WRITTEN EXERCISE » From the line containing "Objective: one point per instance of the riverbank" down to the last line of the material, return those lines verbatim and only those.

--- SUPPLIED ENTRIES ---

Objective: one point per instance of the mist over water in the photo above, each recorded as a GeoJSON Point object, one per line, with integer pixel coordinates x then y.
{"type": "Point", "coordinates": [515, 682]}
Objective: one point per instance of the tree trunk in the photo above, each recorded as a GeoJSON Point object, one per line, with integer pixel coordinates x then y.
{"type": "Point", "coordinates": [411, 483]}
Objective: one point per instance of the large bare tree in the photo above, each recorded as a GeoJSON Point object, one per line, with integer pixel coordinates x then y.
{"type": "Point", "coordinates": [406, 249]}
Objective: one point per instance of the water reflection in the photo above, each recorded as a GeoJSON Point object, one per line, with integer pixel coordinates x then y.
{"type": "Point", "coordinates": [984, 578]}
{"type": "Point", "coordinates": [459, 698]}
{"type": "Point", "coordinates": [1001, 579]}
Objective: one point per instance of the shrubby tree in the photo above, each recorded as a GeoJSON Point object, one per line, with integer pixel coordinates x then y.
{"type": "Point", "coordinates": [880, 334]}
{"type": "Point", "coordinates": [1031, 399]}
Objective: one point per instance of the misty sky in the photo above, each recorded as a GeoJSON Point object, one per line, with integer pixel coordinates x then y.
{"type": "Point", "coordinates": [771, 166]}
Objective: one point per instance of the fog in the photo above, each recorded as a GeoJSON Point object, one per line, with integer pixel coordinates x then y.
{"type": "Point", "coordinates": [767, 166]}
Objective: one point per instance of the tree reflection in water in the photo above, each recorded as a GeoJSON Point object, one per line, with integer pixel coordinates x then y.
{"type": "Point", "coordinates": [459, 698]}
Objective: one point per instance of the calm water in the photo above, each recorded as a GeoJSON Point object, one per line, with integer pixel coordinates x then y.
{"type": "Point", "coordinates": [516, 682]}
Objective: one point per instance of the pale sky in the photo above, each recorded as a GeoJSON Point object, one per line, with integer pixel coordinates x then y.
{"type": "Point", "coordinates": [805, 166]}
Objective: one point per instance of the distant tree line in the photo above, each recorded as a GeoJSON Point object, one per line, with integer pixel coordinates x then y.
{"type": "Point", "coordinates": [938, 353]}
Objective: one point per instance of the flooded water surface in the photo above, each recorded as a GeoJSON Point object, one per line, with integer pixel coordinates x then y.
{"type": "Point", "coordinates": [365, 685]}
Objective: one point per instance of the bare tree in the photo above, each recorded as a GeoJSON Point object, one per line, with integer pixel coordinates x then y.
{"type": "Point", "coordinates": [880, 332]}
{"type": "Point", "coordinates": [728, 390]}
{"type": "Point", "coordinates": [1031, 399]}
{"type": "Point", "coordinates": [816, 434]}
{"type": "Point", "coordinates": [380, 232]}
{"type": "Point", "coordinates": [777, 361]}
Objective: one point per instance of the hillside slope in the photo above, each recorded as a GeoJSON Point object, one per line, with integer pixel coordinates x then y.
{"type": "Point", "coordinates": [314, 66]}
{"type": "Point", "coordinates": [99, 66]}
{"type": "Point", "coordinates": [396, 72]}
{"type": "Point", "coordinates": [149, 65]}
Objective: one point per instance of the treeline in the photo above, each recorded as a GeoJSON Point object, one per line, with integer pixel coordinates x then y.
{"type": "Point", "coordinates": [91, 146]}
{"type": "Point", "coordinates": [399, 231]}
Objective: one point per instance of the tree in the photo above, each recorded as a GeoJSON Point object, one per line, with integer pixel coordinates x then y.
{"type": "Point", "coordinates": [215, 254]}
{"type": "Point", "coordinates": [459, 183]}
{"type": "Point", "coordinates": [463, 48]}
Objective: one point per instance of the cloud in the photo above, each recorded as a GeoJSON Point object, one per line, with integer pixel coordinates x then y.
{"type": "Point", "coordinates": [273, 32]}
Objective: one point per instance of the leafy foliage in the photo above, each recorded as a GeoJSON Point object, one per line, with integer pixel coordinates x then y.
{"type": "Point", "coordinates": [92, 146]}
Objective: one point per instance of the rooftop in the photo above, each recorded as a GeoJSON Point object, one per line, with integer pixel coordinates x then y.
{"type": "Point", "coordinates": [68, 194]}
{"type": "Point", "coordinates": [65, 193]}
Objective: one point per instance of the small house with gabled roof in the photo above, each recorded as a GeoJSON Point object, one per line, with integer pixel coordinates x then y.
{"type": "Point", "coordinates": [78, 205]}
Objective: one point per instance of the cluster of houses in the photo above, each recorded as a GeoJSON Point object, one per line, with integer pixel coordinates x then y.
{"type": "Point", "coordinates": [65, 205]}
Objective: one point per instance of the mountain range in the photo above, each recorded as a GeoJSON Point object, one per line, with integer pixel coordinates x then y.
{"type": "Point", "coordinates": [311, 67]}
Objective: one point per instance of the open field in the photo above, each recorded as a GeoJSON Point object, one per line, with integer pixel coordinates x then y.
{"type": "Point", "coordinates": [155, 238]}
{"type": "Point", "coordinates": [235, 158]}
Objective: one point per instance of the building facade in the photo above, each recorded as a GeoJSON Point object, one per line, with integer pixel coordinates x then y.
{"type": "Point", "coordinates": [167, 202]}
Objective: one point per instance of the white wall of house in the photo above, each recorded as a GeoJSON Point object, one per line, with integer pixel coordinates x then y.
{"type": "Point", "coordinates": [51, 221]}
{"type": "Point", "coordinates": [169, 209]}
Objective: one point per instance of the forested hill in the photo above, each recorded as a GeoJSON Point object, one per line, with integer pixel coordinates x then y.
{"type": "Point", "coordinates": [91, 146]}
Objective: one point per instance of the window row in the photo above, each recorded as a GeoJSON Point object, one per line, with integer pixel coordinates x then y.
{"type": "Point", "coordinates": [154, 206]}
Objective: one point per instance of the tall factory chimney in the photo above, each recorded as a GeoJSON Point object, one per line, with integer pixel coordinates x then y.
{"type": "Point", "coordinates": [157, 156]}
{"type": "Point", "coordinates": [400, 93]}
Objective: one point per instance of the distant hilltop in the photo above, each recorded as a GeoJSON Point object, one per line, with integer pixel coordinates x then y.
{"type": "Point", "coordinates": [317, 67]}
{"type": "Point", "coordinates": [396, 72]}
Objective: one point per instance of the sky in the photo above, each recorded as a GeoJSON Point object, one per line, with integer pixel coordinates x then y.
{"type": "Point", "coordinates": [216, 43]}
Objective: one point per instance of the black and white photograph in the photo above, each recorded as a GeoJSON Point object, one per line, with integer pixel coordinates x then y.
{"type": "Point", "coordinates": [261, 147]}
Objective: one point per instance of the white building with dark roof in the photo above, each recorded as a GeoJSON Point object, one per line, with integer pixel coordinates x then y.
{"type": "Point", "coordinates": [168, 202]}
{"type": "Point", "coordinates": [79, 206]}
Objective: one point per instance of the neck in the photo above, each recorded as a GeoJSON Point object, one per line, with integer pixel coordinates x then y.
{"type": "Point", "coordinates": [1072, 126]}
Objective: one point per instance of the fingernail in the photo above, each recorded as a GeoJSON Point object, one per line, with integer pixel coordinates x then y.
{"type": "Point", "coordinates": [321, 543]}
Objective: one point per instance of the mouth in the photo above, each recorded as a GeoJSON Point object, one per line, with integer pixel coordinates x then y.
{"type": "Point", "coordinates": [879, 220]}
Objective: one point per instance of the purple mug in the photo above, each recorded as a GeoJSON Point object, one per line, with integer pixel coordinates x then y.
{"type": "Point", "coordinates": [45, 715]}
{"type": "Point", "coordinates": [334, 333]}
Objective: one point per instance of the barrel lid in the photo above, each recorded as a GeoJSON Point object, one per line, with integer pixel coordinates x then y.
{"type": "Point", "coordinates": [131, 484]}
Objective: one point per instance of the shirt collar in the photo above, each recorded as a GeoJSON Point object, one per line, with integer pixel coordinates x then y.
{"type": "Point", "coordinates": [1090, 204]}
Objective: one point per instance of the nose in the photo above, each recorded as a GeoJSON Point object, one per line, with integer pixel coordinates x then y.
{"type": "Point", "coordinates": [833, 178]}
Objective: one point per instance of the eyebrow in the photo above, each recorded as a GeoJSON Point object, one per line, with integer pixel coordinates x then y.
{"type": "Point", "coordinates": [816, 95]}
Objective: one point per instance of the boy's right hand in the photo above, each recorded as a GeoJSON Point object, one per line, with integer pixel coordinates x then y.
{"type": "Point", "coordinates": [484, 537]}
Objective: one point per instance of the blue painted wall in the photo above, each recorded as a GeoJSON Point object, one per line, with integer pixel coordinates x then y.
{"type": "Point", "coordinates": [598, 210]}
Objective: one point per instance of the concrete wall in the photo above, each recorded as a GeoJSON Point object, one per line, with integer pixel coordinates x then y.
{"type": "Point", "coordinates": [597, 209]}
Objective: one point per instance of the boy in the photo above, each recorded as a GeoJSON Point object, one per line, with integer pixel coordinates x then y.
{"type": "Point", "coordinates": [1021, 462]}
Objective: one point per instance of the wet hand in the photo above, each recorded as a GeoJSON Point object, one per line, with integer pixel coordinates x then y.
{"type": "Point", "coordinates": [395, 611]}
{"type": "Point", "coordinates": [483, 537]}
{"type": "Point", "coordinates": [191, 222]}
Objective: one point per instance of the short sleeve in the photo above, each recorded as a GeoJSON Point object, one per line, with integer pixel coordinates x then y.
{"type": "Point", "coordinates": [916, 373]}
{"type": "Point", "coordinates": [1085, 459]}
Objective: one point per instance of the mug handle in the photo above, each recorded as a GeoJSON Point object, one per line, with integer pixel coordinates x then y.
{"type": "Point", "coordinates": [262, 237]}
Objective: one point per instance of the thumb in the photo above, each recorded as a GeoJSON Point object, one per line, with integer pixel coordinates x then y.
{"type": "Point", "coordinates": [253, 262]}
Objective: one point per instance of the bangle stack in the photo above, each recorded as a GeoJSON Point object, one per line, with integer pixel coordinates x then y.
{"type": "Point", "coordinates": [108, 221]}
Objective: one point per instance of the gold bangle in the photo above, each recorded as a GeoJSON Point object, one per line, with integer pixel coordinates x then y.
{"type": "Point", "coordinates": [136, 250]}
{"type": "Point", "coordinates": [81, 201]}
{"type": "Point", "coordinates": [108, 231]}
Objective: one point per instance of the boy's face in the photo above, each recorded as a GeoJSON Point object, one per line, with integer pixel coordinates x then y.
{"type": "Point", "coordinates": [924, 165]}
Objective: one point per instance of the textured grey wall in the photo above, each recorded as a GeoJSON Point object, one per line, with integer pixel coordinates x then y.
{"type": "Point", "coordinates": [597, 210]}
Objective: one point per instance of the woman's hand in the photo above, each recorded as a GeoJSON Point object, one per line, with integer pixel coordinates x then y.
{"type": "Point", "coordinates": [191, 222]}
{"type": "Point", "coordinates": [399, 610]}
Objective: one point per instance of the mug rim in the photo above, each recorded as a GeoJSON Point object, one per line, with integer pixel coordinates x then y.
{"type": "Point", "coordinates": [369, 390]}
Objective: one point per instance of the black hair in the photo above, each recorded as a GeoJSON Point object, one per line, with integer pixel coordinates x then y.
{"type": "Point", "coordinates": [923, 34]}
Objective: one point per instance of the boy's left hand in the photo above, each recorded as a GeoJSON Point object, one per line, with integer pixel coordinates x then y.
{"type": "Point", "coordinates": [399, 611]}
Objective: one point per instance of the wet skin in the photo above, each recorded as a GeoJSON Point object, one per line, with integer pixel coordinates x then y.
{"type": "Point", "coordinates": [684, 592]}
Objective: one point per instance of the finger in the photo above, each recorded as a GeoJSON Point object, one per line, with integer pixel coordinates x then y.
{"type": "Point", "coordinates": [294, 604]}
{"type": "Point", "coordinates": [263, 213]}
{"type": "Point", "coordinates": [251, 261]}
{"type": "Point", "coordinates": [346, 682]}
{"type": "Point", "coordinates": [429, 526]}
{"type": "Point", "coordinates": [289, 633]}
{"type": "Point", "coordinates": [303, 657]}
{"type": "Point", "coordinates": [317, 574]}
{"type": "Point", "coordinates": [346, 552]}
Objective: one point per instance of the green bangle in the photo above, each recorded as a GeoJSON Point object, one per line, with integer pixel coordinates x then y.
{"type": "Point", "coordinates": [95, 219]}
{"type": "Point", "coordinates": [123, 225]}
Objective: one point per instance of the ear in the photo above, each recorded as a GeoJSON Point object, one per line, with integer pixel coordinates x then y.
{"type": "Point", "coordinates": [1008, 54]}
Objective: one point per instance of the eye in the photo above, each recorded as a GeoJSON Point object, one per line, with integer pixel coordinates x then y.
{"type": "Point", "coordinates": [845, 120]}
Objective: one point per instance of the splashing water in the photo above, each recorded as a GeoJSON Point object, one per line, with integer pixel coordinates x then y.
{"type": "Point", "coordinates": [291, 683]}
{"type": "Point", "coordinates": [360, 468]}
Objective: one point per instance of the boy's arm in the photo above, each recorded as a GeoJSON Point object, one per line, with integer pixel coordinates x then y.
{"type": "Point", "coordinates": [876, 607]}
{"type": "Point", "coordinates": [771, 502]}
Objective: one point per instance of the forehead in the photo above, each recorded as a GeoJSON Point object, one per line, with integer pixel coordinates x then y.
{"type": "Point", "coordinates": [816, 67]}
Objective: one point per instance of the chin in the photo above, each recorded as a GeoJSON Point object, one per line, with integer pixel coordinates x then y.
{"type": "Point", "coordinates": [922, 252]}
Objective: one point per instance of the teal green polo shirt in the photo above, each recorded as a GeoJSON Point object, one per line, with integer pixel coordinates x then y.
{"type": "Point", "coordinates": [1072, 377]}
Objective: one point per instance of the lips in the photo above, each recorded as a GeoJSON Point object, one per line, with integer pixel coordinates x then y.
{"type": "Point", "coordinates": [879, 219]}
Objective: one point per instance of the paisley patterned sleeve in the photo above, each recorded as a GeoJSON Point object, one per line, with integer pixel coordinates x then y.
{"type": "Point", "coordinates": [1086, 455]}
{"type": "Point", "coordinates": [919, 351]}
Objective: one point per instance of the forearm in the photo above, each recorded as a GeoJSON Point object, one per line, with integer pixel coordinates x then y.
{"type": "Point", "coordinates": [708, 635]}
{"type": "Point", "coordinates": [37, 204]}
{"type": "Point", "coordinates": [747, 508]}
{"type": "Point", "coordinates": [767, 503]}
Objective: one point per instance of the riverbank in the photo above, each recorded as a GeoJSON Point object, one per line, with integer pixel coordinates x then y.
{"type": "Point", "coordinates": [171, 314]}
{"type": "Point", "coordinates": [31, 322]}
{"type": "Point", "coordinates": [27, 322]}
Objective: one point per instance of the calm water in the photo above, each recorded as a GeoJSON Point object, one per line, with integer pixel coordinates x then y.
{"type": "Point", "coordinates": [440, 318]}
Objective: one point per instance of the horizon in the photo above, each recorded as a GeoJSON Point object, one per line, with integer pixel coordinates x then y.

---

EXERCISE ANSWER »
Objective: one point per instance of the riverbank in the photo above, each recorded as a GeoJSON Point object, one per line, with integer pixel coordinates x then y.
{"type": "Point", "coordinates": [171, 314]}
{"type": "Point", "coordinates": [31, 322]}
{"type": "Point", "coordinates": [27, 322]}
Objective: one point per instance of the calm water in the photo above, each recorded as a GeoJSON Point object, one per line, with integer pixel coordinates x then y.
{"type": "Point", "coordinates": [440, 318]}
Objective: one point per instance of the horizon in the photo above, each recorded as a GeoJSON Point object, one per line, with integer pixel coordinates x then y.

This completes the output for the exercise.